* **EXCERPT**:

====

Personal Business: Smart Money
A NOT-TOO-RISKY WAY TO DOUBLE THOSE 3% YIELDS
At a time when uncertain ty rules the financial markets even more than usual, finding a good parking spot for money is no mean feat. For investors willing to move up a few notches on the risk scale, an alternative to certificates of deposit and money-market funds is short-term bond funds, which can yield close to 7%. The trade-off: You could lose principal, and if a recovery takes hold, rising short-term interest rates will nibble away at returns.
Despite the hazards, a number of investment advisers say that such funds can make good financial sense. "Money-market rates are so low that it's probably worth stepping up a little bit on the risk scale to get a return double what you'd get in a money-market fund," says Kurt Brouwer, president of Brouwer & Janachowski, a San Francisco-based investment advisory firm.
Short-term bond funds limit their interest-rate risk by maintaining the average maturity of their portfolios at just three years or less. The type of debt securities held in these funds varies greatly, with some focusing on Treasuries, others in the debt of federal agencies--such as mortgage-backed securities--and still other funds buying only corporate debt. The quality of credit also varies among short-term bond funds. Some boost yields by investing in riskier securities, including collateralized mortgage obligations, foreign bonds, and lower-rated or unrated debt.

====

* **WRITTEN REQUEST A**:
Rewrite the paragraph of the short-term bond funds article above that begins "Short-term bond funds limit their interest-rate risk" as a bulleted list, keeping its main facts.
* **WRITTEN REQUEST B**:
From the short-term bond funds article above, reproduce word for word the part that opens with the words containing "Short-term bond funds limit" and closes with "or unrated debt.".

* **GIVEN MATERIAL**:
====

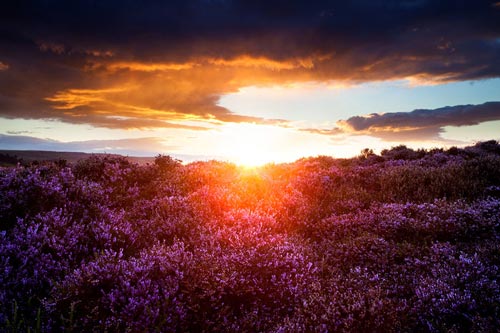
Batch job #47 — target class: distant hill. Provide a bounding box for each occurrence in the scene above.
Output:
[0,150,155,166]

====

* **FINAL RESULT A**:
- Short-term bond funds limit interest-rate risk by keeping the average maturity of their portfolios at three years or less.
- The debt they hold varies widely: some focus on Treasuries, others on federal agency debt such as mortgage-backed securities, and others buy only corporate debt.
- Credit quality also differs from fund to fund.
- Some funds raise yields by buying riskier securities, including collateralized mortgage obligations, foreign bonds, and lower-rated or unrated debt.

* **FINAL RESULT B**:
Short-term bond funds limit their interest-rate risk by maintaining the average maturity of their portfolios at just three years or less. The type of debt securities held in these funds varies greatly, with some focusing on Treasuries, others in the debt of federal agencies--such as mortgage-backed securities--and still other funds buying only corporate debt. The quality of credit also varies among short-term bond funds. Some boost yields by investing in riskier securities, including collateralized mortgage obligations, foreign bonds, and lower-rated or unrated debt.